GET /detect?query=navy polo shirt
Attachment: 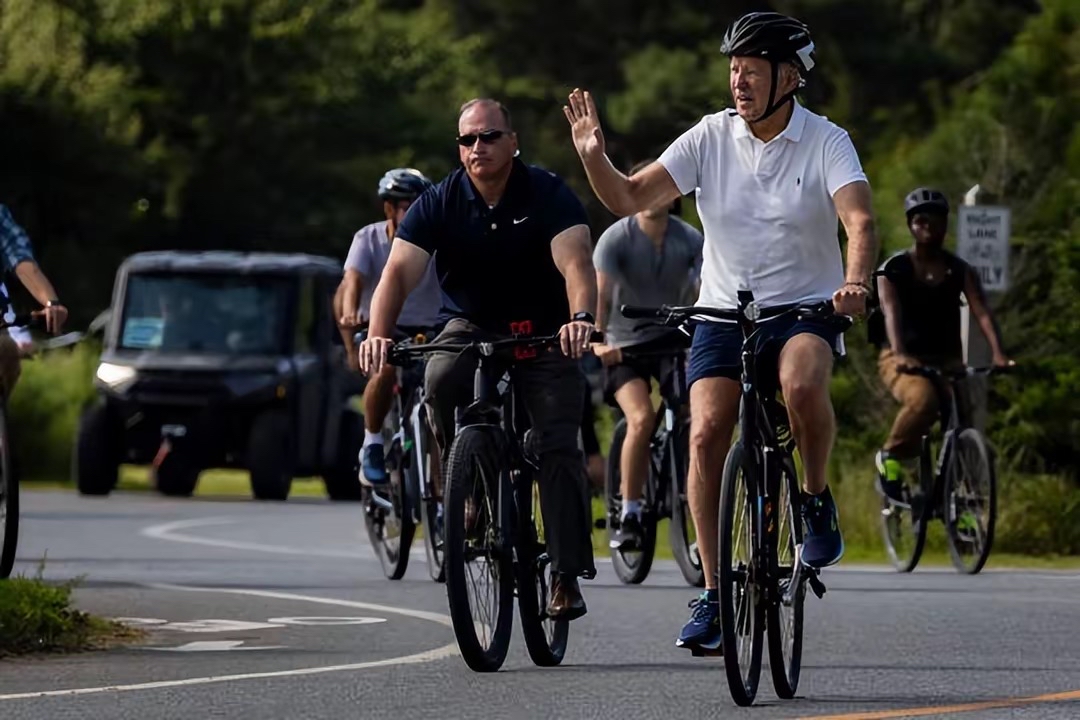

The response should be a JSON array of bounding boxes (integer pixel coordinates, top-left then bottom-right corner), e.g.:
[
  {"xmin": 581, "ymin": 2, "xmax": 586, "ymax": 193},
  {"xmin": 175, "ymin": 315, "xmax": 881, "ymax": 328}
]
[{"xmin": 396, "ymin": 159, "xmax": 589, "ymax": 335}]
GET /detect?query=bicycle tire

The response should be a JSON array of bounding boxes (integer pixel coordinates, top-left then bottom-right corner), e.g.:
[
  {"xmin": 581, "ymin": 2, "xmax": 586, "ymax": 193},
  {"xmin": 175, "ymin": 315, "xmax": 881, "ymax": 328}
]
[
  {"xmin": 361, "ymin": 397, "xmax": 416, "ymax": 580},
  {"xmin": 718, "ymin": 441, "xmax": 765, "ymax": 707},
  {"xmin": 443, "ymin": 426, "xmax": 514, "ymax": 673},
  {"xmin": 878, "ymin": 438, "xmax": 934, "ymax": 572},
  {"xmin": 604, "ymin": 418, "xmax": 657, "ymax": 585},
  {"xmin": 943, "ymin": 427, "xmax": 998, "ymax": 575},
  {"xmin": 514, "ymin": 480, "xmax": 570, "ymax": 667},
  {"xmin": 0, "ymin": 399, "xmax": 18, "ymax": 580},
  {"xmin": 414, "ymin": 422, "xmax": 446, "ymax": 583},
  {"xmin": 765, "ymin": 459, "xmax": 807, "ymax": 699},
  {"xmin": 666, "ymin": 422, "xmax": 705, "ymax": 587}
]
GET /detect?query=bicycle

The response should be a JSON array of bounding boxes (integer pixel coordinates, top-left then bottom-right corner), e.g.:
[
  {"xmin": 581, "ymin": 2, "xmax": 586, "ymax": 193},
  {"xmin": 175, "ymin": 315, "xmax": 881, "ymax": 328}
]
[
  {"xmin": 0, "ymin": 313, "xmax": 70, "ymax": 580},
  {"xmin": 623, "ymin": 290, "xmax": 852, "ymax": 706},
  {"xmin": 875, "ymin": 366, "xmax": 1005, "ymax": 574},
  {"xmin": 596, "ymin": 334, "xmax": 705, "ymax": 587},
  {"xmin": 388, "ymin": 334, "xmax": 603, "ymax": 673},
  {"xmin": 356, "ymin": 332, "xmax": 445, "ymax": 583}
]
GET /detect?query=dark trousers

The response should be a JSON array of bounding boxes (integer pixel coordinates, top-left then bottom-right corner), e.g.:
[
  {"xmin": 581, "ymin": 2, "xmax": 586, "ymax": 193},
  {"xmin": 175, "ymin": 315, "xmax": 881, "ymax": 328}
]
[{"xmin": 424, "ymin": 318, "xmax": 596, "ymax": 578}]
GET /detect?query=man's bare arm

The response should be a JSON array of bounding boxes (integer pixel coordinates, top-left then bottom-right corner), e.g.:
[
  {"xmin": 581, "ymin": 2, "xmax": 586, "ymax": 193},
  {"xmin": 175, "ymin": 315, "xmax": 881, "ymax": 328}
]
[
  {"xmin": 367, "ymin": 237, "xmax": 431, "ymax": 338},
  {"xmin": 833, "ymin": 180, "xmax": 878, "ymax": 284},
  {"xmin": 551, "ymin": 225, "xmax": 596, "ymax": 320}
]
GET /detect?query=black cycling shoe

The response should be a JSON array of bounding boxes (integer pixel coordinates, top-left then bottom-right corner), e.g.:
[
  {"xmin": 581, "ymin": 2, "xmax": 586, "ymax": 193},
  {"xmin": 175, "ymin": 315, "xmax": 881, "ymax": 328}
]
[{"xmin": 608, "ymin": 515, "xmax": 645, "ymax": 551}]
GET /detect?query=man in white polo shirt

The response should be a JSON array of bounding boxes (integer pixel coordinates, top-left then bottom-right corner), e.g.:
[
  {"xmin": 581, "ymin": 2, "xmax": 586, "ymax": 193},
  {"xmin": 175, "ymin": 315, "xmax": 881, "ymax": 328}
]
[{"xmin": 564, "ymin": 13, "xmax": 877, "ymax": 650}]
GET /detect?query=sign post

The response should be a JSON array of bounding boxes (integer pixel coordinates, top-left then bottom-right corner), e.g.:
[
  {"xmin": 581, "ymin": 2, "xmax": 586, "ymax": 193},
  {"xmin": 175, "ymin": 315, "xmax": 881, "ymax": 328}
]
[{"xmin": 957, "ymin": 185, "xmax": 1012, "ymax": 431}]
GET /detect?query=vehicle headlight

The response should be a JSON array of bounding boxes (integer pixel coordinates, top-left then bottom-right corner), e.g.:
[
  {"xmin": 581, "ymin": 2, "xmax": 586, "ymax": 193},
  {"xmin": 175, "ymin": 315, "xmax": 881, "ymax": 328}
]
[{"xmin": 97, "ymin": 363, "xmax": 135, "ymax": 388}]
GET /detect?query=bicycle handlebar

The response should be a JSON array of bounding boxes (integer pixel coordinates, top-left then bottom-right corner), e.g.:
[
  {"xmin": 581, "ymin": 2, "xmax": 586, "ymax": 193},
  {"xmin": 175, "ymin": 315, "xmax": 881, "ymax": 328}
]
[
  {"xmin": 619, "ymin": 300, "xmax": 852, "ymax": 330},
  {"xmin": 387, "ymin": 331, "xmax": 604, "ymax": 365}
]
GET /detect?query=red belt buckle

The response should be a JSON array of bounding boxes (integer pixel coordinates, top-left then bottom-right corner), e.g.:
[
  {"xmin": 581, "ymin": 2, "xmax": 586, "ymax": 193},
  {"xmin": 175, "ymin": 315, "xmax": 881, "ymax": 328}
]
[{"xmin": 510, "ymin": 320, "xmax": 537, "ymax": 359}]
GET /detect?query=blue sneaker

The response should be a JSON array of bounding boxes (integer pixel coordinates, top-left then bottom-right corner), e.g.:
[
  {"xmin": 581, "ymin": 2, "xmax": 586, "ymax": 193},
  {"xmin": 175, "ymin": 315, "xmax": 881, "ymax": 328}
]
[
  {"xmin": 675, "ymin": 590, "xmax": 724, "ymax": 652},
  {"xmin": 360, "ymin": 443, "xmax": 387, "ymax": 485},
  {"xmin": 802, "ymin": 488, "xmax": 843, "ymax": 568}
]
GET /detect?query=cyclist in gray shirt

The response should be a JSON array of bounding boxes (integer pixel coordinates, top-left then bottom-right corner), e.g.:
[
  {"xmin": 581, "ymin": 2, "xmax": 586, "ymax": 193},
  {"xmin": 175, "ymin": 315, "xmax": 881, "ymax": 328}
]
[{"xmin": 593, "ymin": 161, "xmax": 704, "ymax": 549}]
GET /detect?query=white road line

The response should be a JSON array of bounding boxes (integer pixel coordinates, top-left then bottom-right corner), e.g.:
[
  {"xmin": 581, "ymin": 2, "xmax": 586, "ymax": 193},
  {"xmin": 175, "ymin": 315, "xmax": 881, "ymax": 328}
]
[
  {"xmin": 138, "ymin": 516, "xmax": 426, "ymax": 561},
  {"xmin": 0, "ymin": 584, "xmax": 458, "ymax": 702}
]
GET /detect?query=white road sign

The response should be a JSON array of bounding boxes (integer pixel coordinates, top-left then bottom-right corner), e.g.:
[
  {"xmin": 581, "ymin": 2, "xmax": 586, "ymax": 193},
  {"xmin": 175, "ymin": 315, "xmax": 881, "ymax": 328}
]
[{"xmin": 957, "ymin": 205, "xmax": 1011, "ymax": 291}]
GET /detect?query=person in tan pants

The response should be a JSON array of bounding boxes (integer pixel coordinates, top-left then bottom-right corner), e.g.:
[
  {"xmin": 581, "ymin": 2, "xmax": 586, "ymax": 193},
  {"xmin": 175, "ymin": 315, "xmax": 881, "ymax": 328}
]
[{"xmin": 870, "ymin": 188, "xmax": 1011, "ymax": 500}]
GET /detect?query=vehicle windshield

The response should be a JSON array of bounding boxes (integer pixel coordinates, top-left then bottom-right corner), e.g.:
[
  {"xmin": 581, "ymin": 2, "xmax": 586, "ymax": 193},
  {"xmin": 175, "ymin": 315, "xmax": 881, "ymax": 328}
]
[{"xmin": 120, "ymin": 273, "xmax": 289, "ymax": 354}]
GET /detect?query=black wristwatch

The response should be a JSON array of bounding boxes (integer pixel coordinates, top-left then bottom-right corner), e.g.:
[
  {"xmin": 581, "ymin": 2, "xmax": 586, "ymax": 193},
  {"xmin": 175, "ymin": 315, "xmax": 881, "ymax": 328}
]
[{"xmin": 570, "ymin": 310, "xmax": 596, "ymax": 325}]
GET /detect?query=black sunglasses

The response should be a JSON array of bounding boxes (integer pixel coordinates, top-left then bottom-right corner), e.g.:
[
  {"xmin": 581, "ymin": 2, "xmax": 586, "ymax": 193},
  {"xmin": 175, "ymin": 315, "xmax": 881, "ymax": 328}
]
[{"xmin": 458, "ymin": 130, "xmax": 507, "ymax": 148}]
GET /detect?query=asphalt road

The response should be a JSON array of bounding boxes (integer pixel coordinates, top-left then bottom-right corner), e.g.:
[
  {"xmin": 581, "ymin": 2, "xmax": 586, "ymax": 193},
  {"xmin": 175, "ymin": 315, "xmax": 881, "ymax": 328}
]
[{"xmin": 0, "ymin": 492, "xmax": 1080, "ymax": 720}]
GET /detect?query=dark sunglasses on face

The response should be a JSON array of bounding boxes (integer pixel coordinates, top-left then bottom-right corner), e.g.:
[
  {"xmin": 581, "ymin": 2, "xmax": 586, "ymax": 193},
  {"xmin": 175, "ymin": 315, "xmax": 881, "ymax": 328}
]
[{"xmin": 458, "ymin": 130, "xmax": 507, "ymax": 148}]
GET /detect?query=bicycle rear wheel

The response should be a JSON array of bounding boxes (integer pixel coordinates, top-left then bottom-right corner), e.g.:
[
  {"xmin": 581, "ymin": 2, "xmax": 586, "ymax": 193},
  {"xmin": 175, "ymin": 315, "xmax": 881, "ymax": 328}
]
[
  {"xmin": 666, "ymin": 422, "xmax": 705, "ymax": 587},
  {"xmin": 361, "ymin": 397, "xmax": 416, "ymax": 580},
  {"xmin": 0, "ymin": 406, "xmax": 18, "ymax": 579},
  {"xmin": 515, "ymin": 480, "xmax": 570, "ymax": 667},
  {"xmin": 605, "ymin": 419, "xmax": 657, "ymax": 585},
  {"xmin": 718, "ymin": 441, "xmax": 765, "ymax": 706},
  {"xmin": 944, "ymin": 427, "xmax": 998, "ymax": 575},
  {"xmin": 879, "ymin": 438, "xmax": 934, "ymax": 572},
  {"xmin": 766, "ymin": 455, "xmax": 807, "ymax": 699},
  {"xmin": 444, "ymin": 427, "xmax": 514, "ymax": 673}
]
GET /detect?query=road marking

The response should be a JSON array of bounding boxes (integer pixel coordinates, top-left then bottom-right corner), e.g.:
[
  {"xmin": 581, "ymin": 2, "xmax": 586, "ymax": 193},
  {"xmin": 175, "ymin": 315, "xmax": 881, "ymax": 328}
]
========================================================================
- TREŚĆ ZADANIA -
Policz linie w powyższych wierszach, w których występuje słowo „polo”. Podaj wyłącznie liczbę.

- ODPOWIEDŹ -
2